---------- Kutipan Dokumen ----------
Pernik

Balasan dari Langit: Menunggu Kehancuran Israel atas Serangan Iran

Senin, 16 Juni 2025 | 18:45 WIB

Balasan dari Langit: Menunggu Kehancuran Israel atas Serangan Iran

Perang Iran-Israel (ilustrasi: Istimewa)

Iran tidak membalas secara gegabah. Ketika Israel meluncurkan rudal-rudalnya ke berbagai kota strategis seperti Isfahan, Tabriz, dan Mashhad pada Minggu, 15 Juni 2025, Iran memilih diam dalam 12 jam pertama. Namun, pada Senin, 16 Juni 2025, dunia menyaksikan bagaimana sebuah bangsa yang selama puluhan tahun dibungkam, dijatuhkan, dan dibatasi, menunjukkan kapasitas perlawanan dengan kekuatan iman, takwa, dan ilmu pengetahuan.

 

Lebih dari 350 rudal dan drone diluncurkan dari berbagai wilayah Iran menuju fasilitas militer Israel di Negev, Haifa, dan dataran Tiberias. Ini adalah pertama kalinya Iran secara resmi menyerang Israel secara langsung, bukan lewat proksi. Sejak Revolusi Islam 1979, inilah saat paling menentukan ketika Iran menyampaikan kepada dunia: kami siap berdiri sendiri.

 

Serangan Israel pada 15 Juni 2025 diberi nama “Operasi Rising Lion”. Lebih dari 100 titik strategis di Iran menjadi sasaran. Data dari Kementerian Kesehatan Iran mencatat sedikitnya 224 orang tewas, termasuk 60 anak-anak, dan lebih dari 1.200 lainnya luka-luka. Target utama mencakup fasilitas rudal di Isfahan, kantor komunikasi militer di Mashhad, dan sejumlah basis IRGC. Israel berdalih bahwa serangan ini merupakan “langkah preemptif,” tetapi justifikasi tersebut ditanggapi dunia dengan protes, termasuk dari negara-negara Non-Blok.

 

Sebaliknya, Iran meluncurkan serangan balasan pada 16 Juni yang diprogram secara presisi dan penuh pertimbangan etis. Tidak ada rumah sakit atau kawasan sipil yang dijadikan target. Laporan dari sejumlah lembaga pemantau menyatakan bahwa 80 persen rudal Iran diarahkan ke fasilitas militer aktif, termasuk pangkalan udara Ramon, pos radar Iron Dome, dan pusat komando Elbit Systems di Negev. Di pihak Israel, laporan resmi mencatat 24 korban tewas dan 592 luka-luka akibat serangan Iran. Sistem pertahanan udara seperti Iron Dome dan David’s Sling hanya mampu mencegat 70–80 persen dari total serangan, menandakan efektivitas Iran dalam menembus pertahanan berlapis Israel.
----------
* _Langkah Pengerjaan_
A. Kutiplah bagian teks tentang perang Iran-Israel dari "Iran tidak membalas" sampai "siap berdiri sendiri.".
B. Ringkaslah teks tentang perang Iran-Israel dalam dua kalimat.
---------- Cuplikan Data ----------
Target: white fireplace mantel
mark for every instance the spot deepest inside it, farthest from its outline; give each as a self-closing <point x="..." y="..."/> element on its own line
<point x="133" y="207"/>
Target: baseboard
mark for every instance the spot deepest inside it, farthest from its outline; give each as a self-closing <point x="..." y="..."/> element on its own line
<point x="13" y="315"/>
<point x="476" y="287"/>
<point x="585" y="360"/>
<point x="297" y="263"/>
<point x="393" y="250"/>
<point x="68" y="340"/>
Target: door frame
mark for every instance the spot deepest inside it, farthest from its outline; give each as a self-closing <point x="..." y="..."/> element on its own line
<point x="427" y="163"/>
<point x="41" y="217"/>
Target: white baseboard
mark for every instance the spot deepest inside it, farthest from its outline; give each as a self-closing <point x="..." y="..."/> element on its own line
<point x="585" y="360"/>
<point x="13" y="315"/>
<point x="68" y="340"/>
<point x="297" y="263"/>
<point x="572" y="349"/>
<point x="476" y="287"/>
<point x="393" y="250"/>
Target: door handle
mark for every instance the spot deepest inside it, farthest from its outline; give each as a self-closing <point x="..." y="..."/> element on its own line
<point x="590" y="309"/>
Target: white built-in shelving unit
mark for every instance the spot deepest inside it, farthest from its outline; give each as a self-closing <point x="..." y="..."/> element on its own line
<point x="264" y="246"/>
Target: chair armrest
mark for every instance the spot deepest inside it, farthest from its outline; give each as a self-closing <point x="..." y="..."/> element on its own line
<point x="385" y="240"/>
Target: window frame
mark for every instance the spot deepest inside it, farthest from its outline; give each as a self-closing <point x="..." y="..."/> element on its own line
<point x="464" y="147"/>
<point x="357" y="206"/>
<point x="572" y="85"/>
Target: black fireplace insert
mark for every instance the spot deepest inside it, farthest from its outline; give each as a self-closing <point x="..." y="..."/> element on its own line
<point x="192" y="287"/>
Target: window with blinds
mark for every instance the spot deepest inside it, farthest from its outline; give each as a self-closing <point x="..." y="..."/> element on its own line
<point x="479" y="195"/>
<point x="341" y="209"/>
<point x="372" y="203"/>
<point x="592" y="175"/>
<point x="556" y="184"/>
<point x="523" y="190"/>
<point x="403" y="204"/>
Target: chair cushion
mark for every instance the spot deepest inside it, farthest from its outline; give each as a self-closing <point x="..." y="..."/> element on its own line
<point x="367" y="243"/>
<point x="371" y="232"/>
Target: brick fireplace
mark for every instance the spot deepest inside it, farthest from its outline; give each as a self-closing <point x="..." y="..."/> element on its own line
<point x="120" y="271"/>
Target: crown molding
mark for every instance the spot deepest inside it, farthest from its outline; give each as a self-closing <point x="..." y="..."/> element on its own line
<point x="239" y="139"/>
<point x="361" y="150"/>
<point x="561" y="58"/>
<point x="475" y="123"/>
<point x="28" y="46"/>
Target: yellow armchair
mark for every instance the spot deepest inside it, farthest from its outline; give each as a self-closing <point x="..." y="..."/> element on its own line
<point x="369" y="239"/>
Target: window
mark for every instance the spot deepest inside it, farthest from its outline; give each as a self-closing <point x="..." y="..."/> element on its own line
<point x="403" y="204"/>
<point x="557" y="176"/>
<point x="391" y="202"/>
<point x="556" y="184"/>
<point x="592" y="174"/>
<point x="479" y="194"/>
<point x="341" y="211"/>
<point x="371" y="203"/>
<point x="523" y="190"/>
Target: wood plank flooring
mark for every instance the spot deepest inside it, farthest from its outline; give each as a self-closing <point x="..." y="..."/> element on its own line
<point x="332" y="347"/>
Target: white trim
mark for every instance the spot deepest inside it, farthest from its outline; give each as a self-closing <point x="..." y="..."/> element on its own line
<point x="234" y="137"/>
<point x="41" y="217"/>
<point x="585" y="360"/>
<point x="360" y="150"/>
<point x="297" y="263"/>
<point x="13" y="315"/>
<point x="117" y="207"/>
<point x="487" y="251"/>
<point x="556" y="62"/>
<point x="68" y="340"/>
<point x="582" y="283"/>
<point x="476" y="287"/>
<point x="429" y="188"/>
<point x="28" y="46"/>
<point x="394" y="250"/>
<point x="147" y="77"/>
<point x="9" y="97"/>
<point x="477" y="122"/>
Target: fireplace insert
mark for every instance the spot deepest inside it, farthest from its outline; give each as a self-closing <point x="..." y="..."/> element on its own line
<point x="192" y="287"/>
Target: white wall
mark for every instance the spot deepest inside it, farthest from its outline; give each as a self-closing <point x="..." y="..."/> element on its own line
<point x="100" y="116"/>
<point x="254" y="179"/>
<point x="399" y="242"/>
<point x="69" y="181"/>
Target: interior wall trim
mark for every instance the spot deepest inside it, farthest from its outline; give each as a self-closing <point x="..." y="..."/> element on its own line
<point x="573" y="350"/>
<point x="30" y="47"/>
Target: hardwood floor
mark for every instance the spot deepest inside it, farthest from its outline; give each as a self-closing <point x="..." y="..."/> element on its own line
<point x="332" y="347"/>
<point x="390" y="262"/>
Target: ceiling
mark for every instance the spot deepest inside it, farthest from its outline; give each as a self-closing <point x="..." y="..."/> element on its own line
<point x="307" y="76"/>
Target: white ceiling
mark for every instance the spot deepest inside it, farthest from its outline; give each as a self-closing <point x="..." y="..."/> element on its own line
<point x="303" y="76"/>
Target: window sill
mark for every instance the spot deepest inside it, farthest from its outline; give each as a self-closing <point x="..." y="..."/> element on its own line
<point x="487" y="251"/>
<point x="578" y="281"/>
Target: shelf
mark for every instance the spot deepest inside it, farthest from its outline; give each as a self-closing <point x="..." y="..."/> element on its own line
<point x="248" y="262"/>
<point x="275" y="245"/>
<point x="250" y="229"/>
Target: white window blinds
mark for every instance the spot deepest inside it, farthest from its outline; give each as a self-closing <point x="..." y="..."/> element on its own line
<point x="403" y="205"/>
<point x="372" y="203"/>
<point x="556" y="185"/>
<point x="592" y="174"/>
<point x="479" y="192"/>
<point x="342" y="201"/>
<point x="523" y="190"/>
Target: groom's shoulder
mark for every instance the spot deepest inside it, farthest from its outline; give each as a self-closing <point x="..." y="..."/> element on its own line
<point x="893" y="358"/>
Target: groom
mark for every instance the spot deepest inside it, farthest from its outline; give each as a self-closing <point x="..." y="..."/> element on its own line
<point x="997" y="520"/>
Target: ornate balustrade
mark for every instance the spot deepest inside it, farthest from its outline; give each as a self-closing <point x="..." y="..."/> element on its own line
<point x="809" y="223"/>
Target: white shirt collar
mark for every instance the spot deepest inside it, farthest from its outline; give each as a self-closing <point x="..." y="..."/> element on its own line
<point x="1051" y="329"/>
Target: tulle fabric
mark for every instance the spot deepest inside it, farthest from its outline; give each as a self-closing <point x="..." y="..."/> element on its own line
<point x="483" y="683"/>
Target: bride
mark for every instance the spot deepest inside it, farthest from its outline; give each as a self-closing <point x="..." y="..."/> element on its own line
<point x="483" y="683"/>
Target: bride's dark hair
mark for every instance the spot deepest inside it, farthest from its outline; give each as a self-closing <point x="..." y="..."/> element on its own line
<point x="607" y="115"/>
----------
* _Kunci Jawaban_
A.
Iran tidak membalas secara gegabah. Ketika Israel meluncurkan rudal-rudalnya ke berbagai kota strategis seperti Isfahan, Tabriz, dan Mashhad pada Minggu, 15 Juni 2025, Iran memilih diam dalam 12 jam pertama. Namun, pada Senin, 16 Juni 2025, dunia menyaksikan bagaimana sebuah bangsa yang selama puluhan tahun dibungkam, dijatuhkan, dan dibatasi, menunjukkan kapasitas perlawanan dengan kekuatan iman, takwa, dan ilmu pengetahuan.

 

Lebih dari 350 rudal dan drone diluncurkan dari berbagai wilayah Iran menuju fasilitas militer Israel di Negev, Haifa, dan dataran Tiberias. Ini adalah pertama kalinya Iran secara resmi menyerang Israel secara langsung, bukan lewat proksi. Sejak Revolusi Islam 1979, inilah saat paling menentukan ketika Iran menyampaikan kepada dunia: kami siap berdiri sendiri.

B. Pada 15 Juni 2025 Israel melancarkan "Operasi Rising Lion" terhadap lebih dari 100 titik strategis di Iran, yang menurut Kementerian Kesehatan Iran menewaskan sedikitnya 224 orang dan melukai lebih dari 1.200 lainnya. Pada 16 Juni Iran membalas secara langsung dengan lebih dari 350 rudal dan drone ke fasilitas militer Israel, dan laporan resmi Israel mencatat 24 korban tewas serta 592 luka-luka.